■ Objetivo ■
Presente todas las líneas de los datos como una tabla en Markdown con dos columnas, «Número» y «Línea de datos», y omita las líneas en blanco.

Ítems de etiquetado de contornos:
========================

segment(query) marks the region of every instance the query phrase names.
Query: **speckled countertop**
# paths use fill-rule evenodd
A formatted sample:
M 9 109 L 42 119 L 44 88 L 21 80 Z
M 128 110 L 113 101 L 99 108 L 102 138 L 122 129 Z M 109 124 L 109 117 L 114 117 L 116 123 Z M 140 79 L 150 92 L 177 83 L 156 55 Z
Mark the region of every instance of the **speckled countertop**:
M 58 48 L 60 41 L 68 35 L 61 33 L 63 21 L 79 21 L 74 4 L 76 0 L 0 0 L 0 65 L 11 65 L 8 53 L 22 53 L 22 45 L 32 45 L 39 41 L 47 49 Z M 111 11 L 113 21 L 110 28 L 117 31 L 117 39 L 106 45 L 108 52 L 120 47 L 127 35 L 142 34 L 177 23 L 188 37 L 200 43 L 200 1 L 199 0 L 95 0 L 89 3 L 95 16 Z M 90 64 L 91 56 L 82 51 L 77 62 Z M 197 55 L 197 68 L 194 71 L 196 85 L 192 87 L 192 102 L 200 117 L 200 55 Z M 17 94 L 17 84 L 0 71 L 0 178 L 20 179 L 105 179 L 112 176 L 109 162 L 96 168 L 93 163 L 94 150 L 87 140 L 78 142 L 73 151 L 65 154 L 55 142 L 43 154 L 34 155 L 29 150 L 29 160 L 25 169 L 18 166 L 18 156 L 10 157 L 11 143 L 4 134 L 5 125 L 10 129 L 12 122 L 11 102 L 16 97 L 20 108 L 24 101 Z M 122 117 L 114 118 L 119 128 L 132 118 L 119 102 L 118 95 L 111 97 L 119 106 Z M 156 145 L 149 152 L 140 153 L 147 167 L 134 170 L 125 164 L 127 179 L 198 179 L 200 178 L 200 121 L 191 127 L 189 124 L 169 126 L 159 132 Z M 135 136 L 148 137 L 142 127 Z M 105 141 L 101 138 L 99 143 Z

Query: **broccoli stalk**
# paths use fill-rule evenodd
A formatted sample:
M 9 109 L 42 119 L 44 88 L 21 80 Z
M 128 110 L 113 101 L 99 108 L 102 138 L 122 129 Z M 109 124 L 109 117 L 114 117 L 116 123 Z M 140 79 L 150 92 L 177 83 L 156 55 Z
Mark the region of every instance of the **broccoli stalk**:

========================

■ Resultado ■
| Número | Línea de datos |
|---|---|
| 1 | segment(query) marks the region of every instance the query phrase names. |
| 2 | Query: **speckled countertop** |
| 3 | # paths use fill-rule evenodd |
| 4 | A formatted sample: |
| 5 | M 9 109 L 42 119 L 44 88 L 21 80 Z |
| 6 | M 128 110 L 113 101 L 99 108 L 102 138 L 122 129 Z M 109 124 L 109 117 L 114 117 L 116 123 Z M 140 79 L 150 92 L 177 83 L 156 55 Z |
| 7 | Mark the region of every instance of the **speckled countertop**: |
| 8 | M 58 48 L 60 41 L 68 35 L 61 33 L 63 21 L 79 21 L 74 4 L 76 0 L 0 0 L 0 65 L 11 65 L 8 53 L 22 53 L 22 45 L 32 45 L 39 41 L 47 49 Z M 111 11 L 113 21 L 110 28 L 117 31 L 117 39 L 106 45 L 108 52 L 120 47 L 127 35 L 142 34 L 177 23 L 188 37 L 200 43 L 200 1 L 199 0 L 95 0 L 89 3 L 95 16 Z M 90 64 L 91 56 L 82 51 L 77 62 Z M 197 55 L 197 68 L 194 71 L 196 85 L 192 87 L 192 102 L 200 117 L 200 55 Z M 17 94 L 17 84 L 0 71 L 0 178 L 20 179 L 105 179 L 112 176 L 109 162 L 96 168 L 93 163 L 94 150 L 87 140 L 78 142 L 73 151 L 65 154 L 55 142 L 43 154 L 34 155 L 29 150 L 29 160 L 25 169 L 18 166 L 18 156 L 10 157 L 11 143 L 4 134 L 5 125 L 10 129 L 12 122 L 11 102 L 16 97 L 20 108 L 24 101 Z M 122 117 L 114 118 L 119 128 L 132 118 L 119 102 L 118 95 L 111 97 L 119 106 Z M 156 145 L 149 152 L 140 153 L 147 167 L 134 170 L 125 164 L 127 179 L 198 179 L 200 178 L 200 121 L 191 127 L 189 124 L 169 126 L 159 132 Z M 135 136 L 148 137 L 142 127 Z M 105 141 L 101 138 L 99 143 Z |
| 9 | Query: **broccoli stalk** |
| 10 | # paths use fill-rule evenodd |
| 11 | A formatted sample: |
| 12 | M 9 109 L 42 119 L 44 88 L 21 80 Z |
| 13 | M 128 110 L 113 101 L 99 108 L 102 138 L 122 129 Z M 109 124 L 109 117 L 114 117 L 116 123 Z M 140 79 L 150 92 L 177 83 L 156 55 Z |
| 14 | Mark the region of every instance of the **broccoli stalk**: |